§ **Description of the task**: Update the entries below by replacing every "disc" with "circle" and changing nothing else. Leave the pictures out of your copy.

§ **Stored data**:
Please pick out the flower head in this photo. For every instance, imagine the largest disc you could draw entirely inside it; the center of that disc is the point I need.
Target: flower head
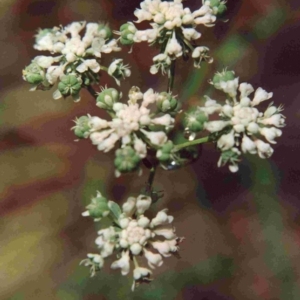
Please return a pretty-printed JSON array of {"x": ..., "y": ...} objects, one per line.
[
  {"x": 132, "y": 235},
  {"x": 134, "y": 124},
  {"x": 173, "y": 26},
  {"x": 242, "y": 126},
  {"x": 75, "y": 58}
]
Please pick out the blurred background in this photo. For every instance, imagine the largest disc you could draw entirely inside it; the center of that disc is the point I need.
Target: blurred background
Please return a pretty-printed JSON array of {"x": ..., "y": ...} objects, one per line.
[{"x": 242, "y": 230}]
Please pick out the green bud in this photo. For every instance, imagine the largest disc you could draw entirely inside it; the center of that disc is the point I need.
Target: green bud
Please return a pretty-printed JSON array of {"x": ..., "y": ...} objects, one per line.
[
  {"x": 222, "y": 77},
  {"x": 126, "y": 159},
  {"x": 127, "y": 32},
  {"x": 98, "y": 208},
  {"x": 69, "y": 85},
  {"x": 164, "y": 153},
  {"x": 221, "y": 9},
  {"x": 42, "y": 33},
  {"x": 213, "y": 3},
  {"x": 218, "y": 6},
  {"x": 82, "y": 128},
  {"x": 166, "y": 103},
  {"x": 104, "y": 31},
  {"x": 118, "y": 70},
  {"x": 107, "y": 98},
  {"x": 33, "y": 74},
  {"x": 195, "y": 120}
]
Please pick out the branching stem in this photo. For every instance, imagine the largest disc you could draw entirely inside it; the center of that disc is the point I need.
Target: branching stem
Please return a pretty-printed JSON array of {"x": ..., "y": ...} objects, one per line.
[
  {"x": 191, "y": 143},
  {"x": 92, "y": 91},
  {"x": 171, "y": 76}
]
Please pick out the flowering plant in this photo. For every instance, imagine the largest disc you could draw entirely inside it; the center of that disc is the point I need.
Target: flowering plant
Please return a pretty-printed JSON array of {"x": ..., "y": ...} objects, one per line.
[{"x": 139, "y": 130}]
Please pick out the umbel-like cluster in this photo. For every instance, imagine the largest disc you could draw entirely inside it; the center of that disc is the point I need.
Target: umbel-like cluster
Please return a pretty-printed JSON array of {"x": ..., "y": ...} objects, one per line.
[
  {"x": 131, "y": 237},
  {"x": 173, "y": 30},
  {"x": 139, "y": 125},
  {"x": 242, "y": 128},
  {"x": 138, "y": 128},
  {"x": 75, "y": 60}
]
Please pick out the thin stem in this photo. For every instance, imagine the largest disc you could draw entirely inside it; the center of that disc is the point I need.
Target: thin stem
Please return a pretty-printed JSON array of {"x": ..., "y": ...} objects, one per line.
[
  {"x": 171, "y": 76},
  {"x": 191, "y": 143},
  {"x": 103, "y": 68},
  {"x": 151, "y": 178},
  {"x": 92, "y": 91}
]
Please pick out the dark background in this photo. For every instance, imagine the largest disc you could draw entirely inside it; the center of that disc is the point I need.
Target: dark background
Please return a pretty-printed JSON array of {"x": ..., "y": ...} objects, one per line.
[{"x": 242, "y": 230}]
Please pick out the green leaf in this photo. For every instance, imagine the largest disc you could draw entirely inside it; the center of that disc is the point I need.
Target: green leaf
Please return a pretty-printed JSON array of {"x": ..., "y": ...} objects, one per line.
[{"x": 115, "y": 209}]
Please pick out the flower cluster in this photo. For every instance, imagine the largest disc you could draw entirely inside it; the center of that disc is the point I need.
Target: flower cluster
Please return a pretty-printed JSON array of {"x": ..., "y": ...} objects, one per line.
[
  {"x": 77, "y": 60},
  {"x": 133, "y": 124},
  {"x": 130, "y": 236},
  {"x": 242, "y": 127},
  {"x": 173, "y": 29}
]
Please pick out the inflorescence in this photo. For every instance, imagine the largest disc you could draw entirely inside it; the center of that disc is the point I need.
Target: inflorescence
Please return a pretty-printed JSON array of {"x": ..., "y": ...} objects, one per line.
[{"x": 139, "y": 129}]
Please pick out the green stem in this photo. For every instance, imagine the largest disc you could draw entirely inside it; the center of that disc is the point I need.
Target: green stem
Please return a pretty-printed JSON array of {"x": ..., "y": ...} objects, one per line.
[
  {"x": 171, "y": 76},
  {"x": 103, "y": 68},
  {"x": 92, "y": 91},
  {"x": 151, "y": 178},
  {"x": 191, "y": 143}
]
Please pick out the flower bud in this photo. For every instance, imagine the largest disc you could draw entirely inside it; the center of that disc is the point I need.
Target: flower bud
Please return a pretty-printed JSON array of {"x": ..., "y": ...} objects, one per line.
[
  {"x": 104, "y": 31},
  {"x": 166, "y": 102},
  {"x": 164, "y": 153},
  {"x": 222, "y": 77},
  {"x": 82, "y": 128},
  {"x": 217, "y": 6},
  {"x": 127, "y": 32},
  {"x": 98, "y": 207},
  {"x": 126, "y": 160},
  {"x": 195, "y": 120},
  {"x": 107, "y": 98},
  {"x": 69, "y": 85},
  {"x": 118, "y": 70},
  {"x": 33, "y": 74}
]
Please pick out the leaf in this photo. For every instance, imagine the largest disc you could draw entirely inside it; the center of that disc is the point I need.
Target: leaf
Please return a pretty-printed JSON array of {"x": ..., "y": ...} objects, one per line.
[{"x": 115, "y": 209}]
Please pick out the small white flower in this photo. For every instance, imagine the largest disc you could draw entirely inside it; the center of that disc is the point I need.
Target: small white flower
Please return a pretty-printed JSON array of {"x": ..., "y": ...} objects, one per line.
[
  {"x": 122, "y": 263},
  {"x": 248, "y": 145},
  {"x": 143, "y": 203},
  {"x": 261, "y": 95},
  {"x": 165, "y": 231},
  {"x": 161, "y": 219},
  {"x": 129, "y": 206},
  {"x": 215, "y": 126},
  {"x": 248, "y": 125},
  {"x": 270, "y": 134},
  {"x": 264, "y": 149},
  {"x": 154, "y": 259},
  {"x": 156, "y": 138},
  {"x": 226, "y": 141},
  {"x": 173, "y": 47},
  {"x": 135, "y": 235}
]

§ **Exercise output**:
Please pick out the flower head in this photo. For every instance, imagine the largest circle you could draw entirely inside it; the center of that circle is the point I need.
Target: flower head
Please return a pretty-printed JSON array of {"x": ..., "y": ...} objects, one per line.
[
  {"x": 132, "y": 235},
  {"x": 134, "y": 124},
  {"x": 173, "y": 26},
  {"x": 242, "y": 126},
  {"x": 75, "y": 58}
]
Please pick out the blurred background in this photo. For every instance, imagine the largest circle you could draw entirely inside it; the center of that circle is the point I need.
Target: blurred background
Please return a pretty-printed JSON array of {"x": ..., "y": ...} objects, one per line.
[{"x": 242, "y": 230}]
Please pick out the green bud in this photo. For every instance, imagine the largest circle you could draw entirely inside it; the center of that circle is the point I need.
Target: green bud
Please return a pretty-printed JSON array of {"x": ..., "y": ...} objects, one per line.
[
  {"x": 222, "y": 77},
  {"x": 126, "y": 159},
  {"x": 127, "y": 32},
  {"x": 98, "y": 208},
  {"x": 69, "y": 85},
  {"x": 164, "y": 153},
  {"x": 221, "y": 9},
  {"x": 42, "y": 33},
  {"x": 213, "y": 3},
  {"x": 218, "y": 6},
  {"x": 82, "y": 128},
  {"x": 166, "y": 103},
  {"x": 104, "y": 31},
  {"x": 118, "y": 70},
  {"x": 107, "y": 98},
  {"x": 33, "y": 74},
  {"x": 195, "y": 120}
]
Please pick out the branching stem in this photo. For every instance, imagine the largest circle you could draw entirely inside it; the center of that circle is the point I need.
Target: branching stem
Please return a pretty-printed JSON array of {"x": ..., "y": ...} objects, one per line.
[
  {"x": 191, "y": 143},
  {"x": 92, "y": 91},
  {"x": 171, "y": 76}
]
Please pick out the flowering plant in this photo. For every instance, imagine the largest circle you could draw entirely inside it; the center of that circle is the point I need.
Target: flowering plant
Please return a pretty-printed JSON array of {"x": ..., "y": ...} objects, one per line.
[{"x": 139, "y": 130}]
Please pick out the umbel-like cluster in this photo. For every instance, imagine the largest circle you could draw entirely inside it; the center of that circle is the point I need.
Target: umbel-like cluster
Please return a pretty-printed JSON array of {"x": ..., "y": ...} objects, one per line.
[
  {"x": 131, "y": 237},
  {"x": 173, "y": 30},
  {"x": 139, "y": 125},
  {"x": 242, "y": 128},
  {"x": 138, "y": 128},
  {"x": 75, "y": 60}
]
Please pick out the thin stem in this photo. For every instance, imagine the largest circle you could draw entirely inside it; the center of that circle is the point I need.
Target: thin stem
Please return a pretty-printed JSON array of {"x": ..., "y": ...} objects, one per line.
[
  {"x": 171, "y": 76},
  {"x": 191, "y": 143},
  {"x": 103, "y": 68},
  {"x": 151, "y": 178},
  {"x": 92, "y": 91}
]
Please pick out the dark background in this photo. For every instance, imagine the largest circle you could draw entirely inside it; the center of that circle is the point I need.
Target: dark background
Please return a pretty-printed JSON array of {"x": ..., "y": ...} objects, one per line.
[{"x": 242, "y": 230}]
Please pick out the green leaf in this photo. For every instance, imagine the largest circle you could draw entirely inside it; the center of that circle is the point I need.
Target: green leaf
Please return a pretty-printed JSON array of {"x": ..., "y": ...} objects, one per line.
[{"x": 115, "y": 209}]
Please pick out the flower cluster in this photo. For every instance, imagine the largest circle you could draw entirely inside it; the center of that circle is the point I need.
Target: flower cluster
Please return a pretty-printed JSON array of {"x": ..., "y": ...} objects, one per line.
[
  {"x": 77, "y": 60},
  {"x": 133, "y": 124},
  {"x": 130, "y": 236},
  {"x": 242, "y": 127},
  {"x": 173, "y": 29}
]
Please pick out the inflorescence in this photo. For every instance, imagine the largest circle you could draw entirely inside it; the center of that circle is the point I need.
Target: inflorescence
Please return a pretty-printed JSON array of {"x": ..., "y": ...} objects, one per line.
[{"x": 139, "y": 129}]
Please pick out the green stem in this photo. For every instance, imagine the largest circle you could draw entirely inside it; the center of that circle is the point I need.
Target: green stem
Please return a pretty-printed JSON array of {"x": ..., "y": ...} objects, one per line.
[
  {"x": 171, "y": 76},
  {"x": 103, "y": 68},
  {"x": 92, "y": 91},
  {"x": 151, "y": 178},
  {"x": 191, "y": 143}
]
Please pick out the flower bud in this photo. For every instance, imagine the largest circle you could draw entirely inside it; the center of that circle is the point I need.
Target: flower bud
Please return a pretty-printed JSON array of {"x": ..., "y": ...} objects, one per line.
[
  {"x": 104, "y": 31},
  {"x": 166, "y": 102},
  {"x": 164, "y": 153},
  {"x": 222, "y": 77},
  {"x": 82, "y": 128},
  {"x": 217, "y": 6},
  {"x": 127, "y": 32},
  {"x": 98, "y": 207},
  {"x": 126, "y": 160},
  {"x": 195, "y": 120},
  {"x": 107, "y": 98},
  {"x": 69, "y": 85},
  {"x": 118, "y": 70},
  {"x": 33, "y": 74}
]
Please pick out the leaf in this photo. For every instance, imagine the largest circle you could draw entirely inside it; the center of that circle is the point I need.
Target: leaf
Please return a pretty-printed JSON array of {"x": ..., "y": ...} objects, one per line.
[{"x": 115, "y": 209}]
Please pick out the small white flower in this photo. For every instance, imagine the largest circle you could draw entirely inside it; the center of that circle is the point I need.
Target: small white flower
Please return a pretty-printed JSON array of {"x": ..., "y": ...} objects, one per line.
[
  {"x": 122, "y": 263},
  {"x": 248, "y": 145},
  {"x": 143, "y": 203},
  {"x": 261, "y": 95},
  {"x": 165, "y": 231},
  {"x": 161, "y": 219},
  {"x": 129, "y": 206},
  {"x": 215, "y": 126},
  {"x": 248, "y": 125},
  {"x": 270, "y": 134},
  {"x": 264, "y": 149},
  {"x": 154, "y": 259},
  {"x": 156, "y": 138},
  {"x": 226, "y": 141},
  {"x": 173, "y": 47},
  {"x": 135, "y": 235}
]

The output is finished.